### TEXT SEGMENT
┄┄┄┄┄┄┄┄┄┄

A girl looks out the window and casually remarks ‘Daddy, there is a woman standing outside, and her feet aren’t touching the ground’. The snarky grin on your face begins to crumble.
Produced by the Sensei of creepy art direction Guillermo Del Toro, Mama is a chef-de-oeuvre of modern horror up until three fourths of its way. It doesn’t even matter if you find the final act a tad undercooked because by then you’ll already have seen one of the best horror movies made since 2007’s El Orfanato.
Mama is exquisitely directed by Andres Muschietti who expands upon his 2008 short film of the same name that he co-directed with his sister. Five minutes in, you begin to realize that Mama isn’t typical Hollywood smut horror but one that challenges the clichés of the genre and the stock set of characters that come attached to it. Muschietti relinquishes the comfort of tried and tested horror tropes and instead serves a whole new set of subtly terrifying set pieces. He also brings in an all-female cast, which, going against the genre, is actually not offensive to women.

┄┄┄┄┄┄┄┄┄┄

### DATA TO EXAMINE
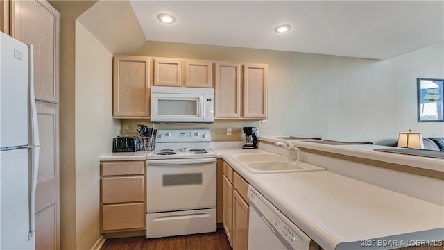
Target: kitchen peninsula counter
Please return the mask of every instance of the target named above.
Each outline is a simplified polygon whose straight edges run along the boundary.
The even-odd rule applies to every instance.
[[[128,153],[110,153],[100,156],[100,161],[112,160],[144,160],[151,152],[139,151]]]
[[[260,137],[263,143],[273,144],[275,142],[282,142],[275,137]],[[307,151],[325,152],[325,153],[346,156],[348,158],[366,159],[377,162],[384,162],[398,165],[412,167],[418,169],[435,172],[441,179],[444,179],[444,160],[410,156],[405,154],[379,152],[375,149],[393,149],[393,147],[373,144],[343,144],[331,145],[319,143],[318,140],[289,140],[296,147]],[[433,177],[433,176],[429,176]]]
[[[329,171],[253,174],[233,154],[266,151],[220,153],[324,249],[388,249],[443,244],[438,241],[444,240],[442,206]]]
[[[374,152],[373,149],[384,147],[332,146],[299,140],[292,142],[302,148],[359,158],[375,157],[377,160],[381,158],[375,156],[380,156],[383,153]],[[274,150],[284,149],[271,144],[266,146]],[[384,249],[420,244],[443,244],[443,206],[335,174],[328,171],[328,167],[325,171],[307,172],[252,173],[233,155],[269,153],[267,147],[264,147],[267,149],[264,151],[242,149],[239,144],[232,148],[216,146],[212,148],[218,157],[226,161],[324,249]],[[148,153],[112,153],[102,156],[101,160],[146,160]],[[416,167],[419,162],[430,160],[420,159],[411,162],[402,159],[411,158],[409,156],[382,157],[384,160]],[[436,162],[438,162],[439,160]],[[439,170],[438,167],[435,163],[431,168]]]

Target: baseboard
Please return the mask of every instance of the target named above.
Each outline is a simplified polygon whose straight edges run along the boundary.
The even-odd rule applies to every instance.
[[[100,250],[101,247],[105,244],[105,241],[106,241],[106,239],[101,235],[96,243],[91,247],[91,250]]]

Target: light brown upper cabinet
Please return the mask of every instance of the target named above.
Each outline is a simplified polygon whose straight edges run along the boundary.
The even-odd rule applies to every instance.
[[[212,88],[213,62],[207,60],[185,60],[185,87]]]
[[[241,65],[214,64],[215,117],[241,117]]]
[[[113,117],[149,118],[150,64],[146,56],[114,56]]]
[[[266,64],[248,63],[244,65],[241,72],[239,63],[216,62],[215,117],[266,119],[268,68]]]
[[[11,1],[8,3],[10,8],[10,35],[24,43],[34,45],[35,99],[57,103],[59,13],[46,1]]]
[[[244,65],[244,117],[266,119],[268,69],[268,65]]]
[[[182,86],[182,60],[154,58],[155,86]]]

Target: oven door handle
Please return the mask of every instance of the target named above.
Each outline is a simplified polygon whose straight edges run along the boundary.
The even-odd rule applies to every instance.
[[[198,158],[198,159],[170,159],[170,160],[148,160],[146,164],[150,165],[190,165],[190,164],[208,164],[216,163],[216,158]]]

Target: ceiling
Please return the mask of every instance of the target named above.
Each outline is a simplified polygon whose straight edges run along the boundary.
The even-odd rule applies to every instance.
[[[444,1],[130,1],[148,41],[388,59],[444,40]],[[171,24],[160,13],[176,18]],[[275,27],[292,28],[278,34]]]

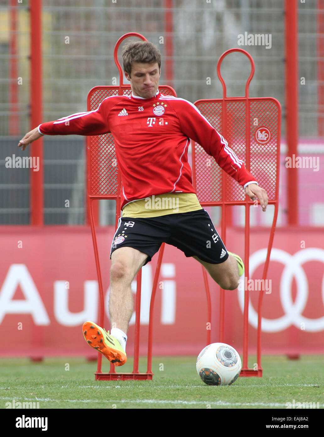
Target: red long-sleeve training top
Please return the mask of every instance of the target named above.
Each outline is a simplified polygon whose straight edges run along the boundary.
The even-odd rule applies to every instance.
[[[121,208],[153,194],[195,193],[188,162],[191,139],[244,187],[257,183],[227,142],[190,102],[158,92],[149,99],[113,96],[95,111],[38,126],[47,135],[111,132],[121,174]]]

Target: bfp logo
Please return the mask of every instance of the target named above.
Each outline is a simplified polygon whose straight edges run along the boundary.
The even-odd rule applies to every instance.
[[[255,132],[255,139],[259,144],[265,144],[270,141],[271,135],[267,128],[259,128]]]

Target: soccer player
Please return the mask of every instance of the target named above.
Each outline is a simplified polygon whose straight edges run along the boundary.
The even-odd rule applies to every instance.
[[[88,343],[117,366],[124,364],[127,333],[133,312],[131,284],[165,242],[192,257],[225,290],[237,288],[244,272],[241,259],[228,252],[193,186],[188,149],[199,143],[217,164],[257,198],[263,211],[264,189],[245,169],[227,142],[190,102],[159,90],[161,57],[148,42],[124,47],[125,76],[130,96],[104,99],[95,111],[43,123],[18,146],[41,135],[99,135],[111,132],[121,174],[122,215],[113,239],[109,313],[110,332],[91,322],[83,327]],[[210,244],[206,244],[207,242]]]

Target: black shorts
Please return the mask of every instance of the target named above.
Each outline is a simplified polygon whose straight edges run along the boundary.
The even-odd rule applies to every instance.
[[[229,255],[204,209],[150,218],[123,217],[111,244],[111,254],[119,247],[133,247],[147,254],[145,264],[162,243],[182,250],[186,257],[198,257],[210,264],[219,264]]]

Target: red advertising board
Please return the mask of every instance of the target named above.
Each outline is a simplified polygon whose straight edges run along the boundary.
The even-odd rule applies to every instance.
[[[97,230],[107,317],[112,227]],[[249,341],[256,349],[256,308],[269,229],[252,229],[250,237]],[[97,356],[81,330],[97,320],[99,293],[93,246],[86,226],[0,228],[0,356]],[[324,353],[324,229],[277,229],[265,290],[263,353]],[[229,250],[244,253],[244,229],[227,230]],[[147,348],[150,296],[157,255],[143,268],[140,352]],[[218,341],[219,288],[210,278],[212,317],[207,306],[201,265],[166,245],[154,310],[153,354],[197,354],[210,326]],[[136,284],[132,284],[135,295]],[[244,290],[225,299],[225,339],[241,352]],[[131,355],[134,318],[128,331]],[[170,341],[172,339],[172,341]]]

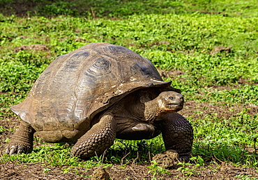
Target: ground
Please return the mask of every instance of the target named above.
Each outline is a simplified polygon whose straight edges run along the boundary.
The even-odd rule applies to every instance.
[[[220,87],[220,88],[222,88],[222,87]],[[206,108],[204,108],[204,107]],[[234,112],[229,111],[229,108],[234,108]],[[255,115],[257,113],[258,108],[257,106],[249,108],[250,114]],[[181,111],[181,113],[186,117],[190,115],[195,115],[199,118],[200,116],[204,117],[209,113],[216,112],[218,117],[228,118],[234,115],[236,112],[241,112],[242,108],[241,106],[214,106],[210,103],[198,103],[194,101],[188,101],[185,103],[185,108]],[[200,111],[202,113],[196,113],[197,112],[199,113]],[[225,112],[227,113],[225,113]],[[19,122],[20,120],[14,115],[13,118],[9,122],[1,120],[0,126],[8,129],[10,128],[15,129],[18,126]],[[0,156],[3,153],[4,148],[3,147],[6,145],[6,142],[3,141],[13,134],[13,133],[6,132],[6,133],[5,132],[3,131],[3,133],[0,134],[0,145],[2,147]],[[191,174],[189,178],[185,173],[183,174],[181,171],[177,170],[180,167],[179,165],[175,165],[168,170],[169,174],[161,173],[157,174],[155,177],[158,179],[241,179],[241,177],[252,175],[252,177],[258,178],[258,172],[255,168],[239,167],[219,161],[218,164],[196,167],[195,173]],[[38,163],[16,164],[15,162],[10,161],[1,165],[0,179],[91,179],[93,171],[98,168],[93,167],[85,170],[82,167],[73,167],[73,170],[70,172],[63,174],[62,170],[66,167],[46,167]],[[105,170],[112,179],[151,179],[153,174],[149,172],[150,169],[147,167],[150,164],[137,165],[134,163],[125,166],[114,164],[107,167]],[[82,177],[82,175],[84,177]],[[89,177],[85,178],[85,177]]]

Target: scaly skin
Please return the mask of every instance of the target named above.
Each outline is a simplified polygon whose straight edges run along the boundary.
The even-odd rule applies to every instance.
[[[82,136],[72,148],[72,154],[87,159],[103,154],[116,138],[116,123],[111,115],[104,115],[100,121]]]
[[[166,150],[175,150],[181,161],[189,161],[193,141],[191,124],[176,113],[167,114],[162,119],[160,130]]]
[[[29,153],[33,149],[33,134],[36,132],[31,126],[22,121],[19,129],[12,136],[12,139],[6,147],[6,153],[13,154]]]

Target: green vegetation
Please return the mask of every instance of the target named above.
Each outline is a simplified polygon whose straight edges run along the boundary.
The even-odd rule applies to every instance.
[[[1,12],[14,12],[15,1],[22,1],[0,0]],[[243,107],[229,117],[218,117],[215,111],[202,118],[188,117],[195,129],[196,163],[191,168],[187,165],[192,163],[183,163],[179,170],[190,177],[196,164],[220,161],[258,166],[258,115],[248,113],[250,106],[258,106],[256,1],[26,1],[37,5],[23,14],[26,17],[0,14],[0,120],[11,122],[15,115],[9,107],[26,97],[57,56],[88,43],[107,42],[136,51],[159,69],[181,72],[165,80],[172,81],[185,100]],[[228,48],[212,52],[218,46]],[[9,130],[0,126],[0,135],[4,131]],[[101,163],[150,163],[165,147],[160,136],[150,140],[116,140],[104,155],[88,161],[70,158],[70,145],[44,144],[31,154],[3,155],[0,163],[89,168]],[[150,172],[167,173],[157,165],[149,166]]]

┄┄┄┄┄┄┄┄┄┄

### YOUR TASK
Resume the review of the horror film Mama after its last sentence and keep writing it.

### WRITTEN RESPONSE
The plot is as simple as it is unsettling – four years after the mysterious death of their father, two girls are found in an abandoned cabin in the woods in feral condition. Their uncle decides to take care of them by bringing them home, but a shadowy feminine figure accompanies them to their new house. There are no mirror shots, nor are there any hackneyed false scares, the filmmakers pile on layer upon layer of hair raising dread as the tension becomes almost unbearable for your urinary duct. The mood and atmosphere is quite reminiscent of Orfanato, the best scene of the film is one that doesn’t feature the shadowy Mama on camera but shows the kids playing with ‘someone’ in their bedroom. It’s subtle yet powerful enough to decrease the temperature of your nether regions. There is also a nice surprise for those who have seen the short film beforehand as Muschietti makes sure the fans part the theater satisfied and the newcomers part with their gonads.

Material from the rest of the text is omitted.